(Saved entries)
-*-
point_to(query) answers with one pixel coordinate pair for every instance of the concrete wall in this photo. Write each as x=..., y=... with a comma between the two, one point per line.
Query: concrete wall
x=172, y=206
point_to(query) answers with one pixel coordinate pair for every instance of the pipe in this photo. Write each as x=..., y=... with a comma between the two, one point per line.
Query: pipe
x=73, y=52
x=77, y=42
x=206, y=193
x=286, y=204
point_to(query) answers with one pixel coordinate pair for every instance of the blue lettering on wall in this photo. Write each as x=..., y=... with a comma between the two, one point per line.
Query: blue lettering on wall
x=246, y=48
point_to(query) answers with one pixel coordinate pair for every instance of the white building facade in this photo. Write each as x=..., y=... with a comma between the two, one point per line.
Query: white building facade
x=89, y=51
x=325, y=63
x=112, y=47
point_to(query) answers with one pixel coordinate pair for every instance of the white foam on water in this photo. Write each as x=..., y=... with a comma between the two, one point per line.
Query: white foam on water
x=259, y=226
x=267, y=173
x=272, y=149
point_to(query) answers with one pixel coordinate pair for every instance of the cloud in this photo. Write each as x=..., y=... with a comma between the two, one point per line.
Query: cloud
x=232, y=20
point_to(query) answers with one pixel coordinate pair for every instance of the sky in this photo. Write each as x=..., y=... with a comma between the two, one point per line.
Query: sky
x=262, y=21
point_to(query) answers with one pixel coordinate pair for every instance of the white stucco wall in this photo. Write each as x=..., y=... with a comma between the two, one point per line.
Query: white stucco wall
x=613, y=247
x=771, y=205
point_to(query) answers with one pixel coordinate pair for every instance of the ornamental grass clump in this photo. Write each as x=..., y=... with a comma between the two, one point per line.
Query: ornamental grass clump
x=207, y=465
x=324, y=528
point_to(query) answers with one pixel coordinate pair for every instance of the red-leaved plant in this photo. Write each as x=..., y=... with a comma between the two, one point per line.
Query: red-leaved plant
-*-
Please return all lines from the records that hold the word "leaved".

▶ _RESPONSE AREA_
point_to(query) answers with one pixel coordinate pair for every instance of the red-leaved plant in this photo. Write each as x=..., y=... with a comma between the two, one point per line.
Query: red-leaved plant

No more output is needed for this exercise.